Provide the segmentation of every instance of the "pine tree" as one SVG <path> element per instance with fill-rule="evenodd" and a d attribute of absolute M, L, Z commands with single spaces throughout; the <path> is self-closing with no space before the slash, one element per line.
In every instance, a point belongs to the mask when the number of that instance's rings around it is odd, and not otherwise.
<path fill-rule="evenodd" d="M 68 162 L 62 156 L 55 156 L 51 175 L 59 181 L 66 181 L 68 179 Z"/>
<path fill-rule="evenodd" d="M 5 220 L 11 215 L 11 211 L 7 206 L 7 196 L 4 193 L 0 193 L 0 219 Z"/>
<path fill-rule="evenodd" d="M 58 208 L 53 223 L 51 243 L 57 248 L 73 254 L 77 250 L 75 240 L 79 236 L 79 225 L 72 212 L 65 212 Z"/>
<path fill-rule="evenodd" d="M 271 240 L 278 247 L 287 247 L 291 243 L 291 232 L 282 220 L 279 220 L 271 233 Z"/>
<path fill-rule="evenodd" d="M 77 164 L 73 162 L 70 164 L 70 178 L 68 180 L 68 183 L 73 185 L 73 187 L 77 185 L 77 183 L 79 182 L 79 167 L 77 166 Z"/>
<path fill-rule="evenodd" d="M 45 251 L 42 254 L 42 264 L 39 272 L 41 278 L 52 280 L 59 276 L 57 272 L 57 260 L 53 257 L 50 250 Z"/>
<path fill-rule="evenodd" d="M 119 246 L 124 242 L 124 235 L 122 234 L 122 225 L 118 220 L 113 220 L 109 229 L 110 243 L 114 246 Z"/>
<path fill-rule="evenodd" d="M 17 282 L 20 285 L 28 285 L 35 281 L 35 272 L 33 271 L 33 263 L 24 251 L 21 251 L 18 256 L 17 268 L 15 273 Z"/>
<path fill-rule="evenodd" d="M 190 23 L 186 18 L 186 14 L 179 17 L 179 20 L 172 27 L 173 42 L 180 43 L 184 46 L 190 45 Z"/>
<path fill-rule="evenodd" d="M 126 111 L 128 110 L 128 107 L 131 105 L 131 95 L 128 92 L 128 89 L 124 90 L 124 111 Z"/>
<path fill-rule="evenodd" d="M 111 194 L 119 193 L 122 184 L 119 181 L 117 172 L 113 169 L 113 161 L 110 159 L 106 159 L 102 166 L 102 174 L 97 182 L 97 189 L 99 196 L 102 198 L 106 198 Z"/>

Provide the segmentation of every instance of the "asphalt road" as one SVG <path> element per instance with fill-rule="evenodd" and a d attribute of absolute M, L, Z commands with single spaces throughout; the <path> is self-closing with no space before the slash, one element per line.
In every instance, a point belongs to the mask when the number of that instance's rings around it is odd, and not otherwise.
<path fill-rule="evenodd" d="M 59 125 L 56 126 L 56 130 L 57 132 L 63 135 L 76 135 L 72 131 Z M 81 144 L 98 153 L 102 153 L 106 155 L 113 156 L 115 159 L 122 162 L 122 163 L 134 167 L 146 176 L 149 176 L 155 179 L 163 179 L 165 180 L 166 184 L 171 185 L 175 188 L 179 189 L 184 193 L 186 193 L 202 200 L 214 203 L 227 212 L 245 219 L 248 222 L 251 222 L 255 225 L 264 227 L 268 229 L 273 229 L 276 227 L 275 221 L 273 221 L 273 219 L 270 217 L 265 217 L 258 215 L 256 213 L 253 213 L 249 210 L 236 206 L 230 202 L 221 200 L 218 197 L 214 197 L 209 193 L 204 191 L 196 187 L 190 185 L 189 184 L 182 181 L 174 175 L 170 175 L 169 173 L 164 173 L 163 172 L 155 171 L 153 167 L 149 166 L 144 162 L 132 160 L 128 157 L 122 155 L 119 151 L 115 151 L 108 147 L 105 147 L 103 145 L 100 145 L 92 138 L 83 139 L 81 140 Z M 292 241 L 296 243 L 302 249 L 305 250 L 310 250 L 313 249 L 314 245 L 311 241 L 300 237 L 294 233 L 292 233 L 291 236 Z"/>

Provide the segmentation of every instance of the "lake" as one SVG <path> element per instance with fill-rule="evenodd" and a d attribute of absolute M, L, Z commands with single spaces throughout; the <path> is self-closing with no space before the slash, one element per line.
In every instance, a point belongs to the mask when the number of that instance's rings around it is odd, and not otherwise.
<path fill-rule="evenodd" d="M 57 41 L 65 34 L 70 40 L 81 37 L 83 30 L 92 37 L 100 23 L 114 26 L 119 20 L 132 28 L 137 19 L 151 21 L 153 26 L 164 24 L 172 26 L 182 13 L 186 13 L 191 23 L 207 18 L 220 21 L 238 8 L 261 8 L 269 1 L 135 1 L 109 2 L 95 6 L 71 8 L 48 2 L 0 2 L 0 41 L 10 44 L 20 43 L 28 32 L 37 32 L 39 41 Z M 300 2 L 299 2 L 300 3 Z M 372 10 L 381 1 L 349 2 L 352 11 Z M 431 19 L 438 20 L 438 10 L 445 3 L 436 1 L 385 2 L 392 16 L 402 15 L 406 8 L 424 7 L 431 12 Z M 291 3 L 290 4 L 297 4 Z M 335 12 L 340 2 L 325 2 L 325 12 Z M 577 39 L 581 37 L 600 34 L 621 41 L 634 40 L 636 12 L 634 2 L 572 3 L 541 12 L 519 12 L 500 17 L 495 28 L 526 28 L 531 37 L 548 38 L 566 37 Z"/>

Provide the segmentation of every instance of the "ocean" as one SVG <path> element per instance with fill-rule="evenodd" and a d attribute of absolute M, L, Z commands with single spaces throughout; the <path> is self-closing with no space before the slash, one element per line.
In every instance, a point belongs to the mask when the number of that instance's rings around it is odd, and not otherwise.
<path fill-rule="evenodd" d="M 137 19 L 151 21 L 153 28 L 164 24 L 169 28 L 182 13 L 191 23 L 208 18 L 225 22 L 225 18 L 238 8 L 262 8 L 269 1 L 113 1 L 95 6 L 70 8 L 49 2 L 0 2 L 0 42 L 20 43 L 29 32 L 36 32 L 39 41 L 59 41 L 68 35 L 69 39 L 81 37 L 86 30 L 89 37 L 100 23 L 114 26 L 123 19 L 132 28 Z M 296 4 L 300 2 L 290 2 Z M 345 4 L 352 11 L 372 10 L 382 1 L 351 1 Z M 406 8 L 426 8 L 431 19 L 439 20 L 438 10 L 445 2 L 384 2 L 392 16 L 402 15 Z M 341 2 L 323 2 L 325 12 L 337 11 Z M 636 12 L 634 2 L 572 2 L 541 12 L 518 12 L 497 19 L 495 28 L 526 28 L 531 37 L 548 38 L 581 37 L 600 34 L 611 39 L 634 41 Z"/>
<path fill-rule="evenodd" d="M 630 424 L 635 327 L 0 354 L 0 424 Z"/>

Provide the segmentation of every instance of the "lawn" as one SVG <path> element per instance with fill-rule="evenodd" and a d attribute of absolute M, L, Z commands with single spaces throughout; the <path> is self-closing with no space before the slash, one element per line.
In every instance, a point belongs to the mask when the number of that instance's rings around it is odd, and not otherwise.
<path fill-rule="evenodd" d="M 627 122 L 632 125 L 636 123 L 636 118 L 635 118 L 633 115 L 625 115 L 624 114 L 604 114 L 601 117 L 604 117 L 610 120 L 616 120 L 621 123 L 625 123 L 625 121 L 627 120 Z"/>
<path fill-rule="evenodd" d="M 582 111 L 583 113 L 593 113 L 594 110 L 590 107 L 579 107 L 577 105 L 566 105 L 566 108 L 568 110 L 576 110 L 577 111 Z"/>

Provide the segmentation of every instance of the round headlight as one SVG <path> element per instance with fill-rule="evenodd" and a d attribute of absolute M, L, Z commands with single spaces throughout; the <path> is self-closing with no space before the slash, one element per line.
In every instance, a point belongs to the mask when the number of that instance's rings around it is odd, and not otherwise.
+ + +
● **WORK TO BE COMPLETED**
Edit all of the material above so that each "self-closing" reads "self-terminating", and leave everything else unchanged.

● **SOLUTION TO THIS EXERCISE**
Provide the segmentation of every instance of the "pine tree" as one SVG <path> element per instance with fill-rule="evenodd" and a d attribute of absolute M, L, Z commands with single spaces throughout; the <path> is self-terminating with no space before the slash, one element per line.
In every instance, a point belongs to the mask when the number of that instance's rings around it is odd, and not otherwise.
<path fill-rule="evenodd" d="M 68 162 L 62 156 L 55 156 L 51 175 L 59 181 L 66 181 L 68 179 Z"/>
<path fill-rule="evenodd" d="M 5 220 L 11 215 L 11 211 L 7 206 L 7 196 L 4 193 L 0 193 L 0 219 Z"/>
<path fill-rule="evenodd" d="M 58 208 L 53 223 L 51 243 L 57 248 L 73 254 L 77 250 L 75 240 L 79 236 L 79 225 L 72 212 L 65 212 Z"/>
<path fill-rule="evenodd" d="M 271 240 L 278 247 L 287 247 L 291 243 L 291 232 L 282 220 L 279 220 L 271 233 Z"/>
<path fill-rule="evenodd" d="M 77 164 L 73 162 L 70 164 L 70 178 L 68 180 L 68 183 L 73 185 L 73 187 L 77 185 L 77 183 L 79 182 L 79 167 L 77 166 Z"/>
<path fill-rule="evenodd" d="M 45 251 L 42 254 L 42 264 L 39 272 L 41 278 L 52 280 L 59 276 L 57 272 L 57 260 L 53 257 L 50 250 Z"/>
<path fill-rule="evenodd" d="M 119 246 L 124 242 L 124 235 L 122 234 L 122 225 L 118 220 L 113 220 L 109 229 L 110 243 L 114 246 Z"/>
<path fill-rule="evenodd" d="M 17 282 L 20 285 L 28 285 L 35 281 L 35 272 L 33 271 L 33 263 L 24 251 L 21 251 L 18 256 L 17 268 L 15 273 Z"/>
<path fill-rule="evenodd" d="M 190 23 L 186 18 L 186 14 L 179 17 L 179 20 L 172 27 L 173 42 L 180 43 L 184 46 L 190 45 Z"/>
<path fill-rule="evenodd" d="M 126 111 L 128 110 L 128 107 L 131 105 L 131 95 L 128 92 L 128 89 L 124 90 L 124 111 Z"/>
<path fill-rule="evenodd" d="M 111 194 L 119 193 L 122 184 L 119 181 L 117 172 L 113 169 L 113 161 L 110 159 L 106 159 L 102 166 L 102 174 L 97 182 L 97 189 L 99 196 L 102 198 L 106 198 Z"/>

Provide the segmentation of every instance of the "asphalt road" as one SVG <path> element per instance with fill-rule="evenodd" and a d attribute of absolute M, L, Z commands with single spaces throughout; the <path> is self-terminating with no space before the slash, one element per line.
In every instance, a point belongs to the mask when the number of that instance's rings around it is odd, and not otherwise.
<path fill-rule="evenodd" d="M 59 125 L 56 126 L 56 130 L 57 132 L 63 135 L 76 135 L 72 131 Z M 81 144 L 98 153 L 102 153 L 106 155 L 113 156 L 115 159 L 122 162 L 122 163 L 134 167 L 146 176 L 149 176 L 155 179 L 163 179 L 165 180 L 166 184 L 171 185 L 175 188 L 179 189 L 184 193 L 186 193 L 202 200 L 214 203 L 227 212 L 245 219 L 248 222 L 251 222 L 255 225 L 264 227 L 268 229 L 273 229 L 276 227 L 275 221 L 273 221 L 273 219 L 270 217 L 265 217 L 258 215 L 256 213 L 253 213 L 249 210 L 236 206 L 230 202 L 221 200 L 218 197 L 214 197 L 209 193 L 204 191 L 196 187 L 190 185 L 189 184 L 182 181 L 174 175 L 170 175 L 169 173 L 164 173 L 163 172 L 155 171 L 153 167 L 149 166 L 144 162 L 132 160 L 128 157 L 122 155 L 119 151 L 115 151 L 108 147 L 105 147 L 103 145 L 100 145 L 92 138 L 83 139 L 81 140 Z M 292 241 L 296 243 L 302 249 L 305 250 L 310 250 L 313 249 L 314 245 L 311 241 L 300 237 L 294 233 L 292 233 L 291 236 Z"/>

Provide the segmentation of every instance of the "lake" as one SVG <path> element per instance with fill-rule="evenodd" and a d attribute of absolute M, L, Z commands with single spaces throughout; the <path> is self-terminating with no space before the slash, one element per line.
In every instance, a point belongs to the mask when the number of that instance's rings around it is odd, and not otherwise.
<path fill-rule="evenodd" d="M 57 41 L 65 34 L 70 40 L 81 37 L 83 30 L 92 37 L 100 23 L 114 26 L 119 20 L 132 28 L 137 19 L 151 21 L 153 26 L 164 24 L 172 26 L 182 13 L 186 13 L 191 23 L 207 18 L 220 21 L 238 8 L 261 8 L 269 1 L 135 1 L 109 2 L 95 6 L 71 8 L 48 2 L 0 2 L 0 41 L 10 44 L 20 43 L 28 32 L 37 32 L 39 41 Z M 300 2 L 299 2 L 300 3 Z M 372 10 L 381 1 L 349 2 L 352 11 Z M 431 19 L 438 20 L 438 10 L 445 3 L 436 1 L 385 2 L 392 16 L 402 15 L 406 8 L 424 7 L 431 12 Z M 291 3 L 290 4 L 297 4 Z M 335 12 L 340 2 L 325 2 L 325 12 Z M 577 39 L 581 37 L 600 34 L 621 41 L 634 40 L 636 12 L 634 2 L 572 3 L 541 12 L 519 12 L 500 17 L 495 28 L 526 28 L 531 37 L 548 38 L 566 37 Z"/>

Provide the segmentation of every instance of the "ocean" as one SVG <path> element per instance with fill-rule="evenodd" and a d attribute of absolute M, L, Z commands with single spaces throughout; the <path> is self-terminating with no space before the slash, one element per line.
In every instance, a point belongs to the mask when the number of that instance's rings around it is odd, and not otherwise.
<path fill-rule="evenodd" d="M 137 19 L 151 21 L 153 28 L 164 24 L 169 28 L 182 13 L 191 23 L 208 18 L 225 22 L 225 18 L 238 8 L 262 8 L 269 1 L 113 1 L 95 6 L 70 8 L 49 2 L 0 2 L 0 42 L 20 43 L 29 32 L 36 32 L 39 41 L 59 41 L 68 35 L 69 39 L 81 37 L 86 30 L 89 37 L 100 23 L 114 26 L 123 19 L 132 28 Z M 296 4 L 300 2 L 290 2 Z M 345 4 L 352 11 L 372 10 L 382 1 L 351 1 Z M 406 8 L 426 8 L 431 19 L 439 20 L 438 10 L 445 2 L 384 2 L 392 16 L 402 15 Z M 341 2 L 323 2 L 325 12 L 337 11 Z M 636 12 L 634 2 L 572 2 L 541 12 L 518 12 L 497 19 L 495 28 L 526 28 L 531 37 L 548 38 L 581 37 L 600 34 L 611 39 L 634 41 Z"/>
<path fill-rule="evenodd" d="M 630 424 L 635 327 L 0 354 L 0 424 Z"/>

Provide the segmentation of every instance of the "lawn" as one SVG <path> element per instance with fill-rule="evenodd" and a d attribute of absolute M, L, Z commands with single spaces throughout; the <path> is self-terminating with no space before the slash, one element per line.
In every instance, a point belongs to the mask when the number of that instance's rings around it is odd, and not otherwise.
<path fill-rule="evenodd" d="M 627 122 L 632 125 L 636 123 L 636 118 L 635 118 L 633 115 L 625 115 L 624 114 L 604 114 L 601 117 L 604 117 L 610 120 L 616 120 L 621 123 L 625 123 L 625 121 L 627 120 Z"/>
<path fill-rule="evenodd" d="M 582 111 L 583 113 L 593 113 L 594 110 L 590 107 L 579 107 L 577 105 L 566 105 L 566 108 L 568 110 L 576 110 L 577 111 Z"/>

Provide the segmentation of every instance of the round headlight as one SVG <path> element per instance with fill-rule="evenodd" and a d attribute of absolute M, L, Z commands with single spaces throughout; the <path> is self-terminating with no space before the slash, one element per line.
In every instance, a point belongs to the mask when the number of that instance's rings around it is odd, and not otherwise.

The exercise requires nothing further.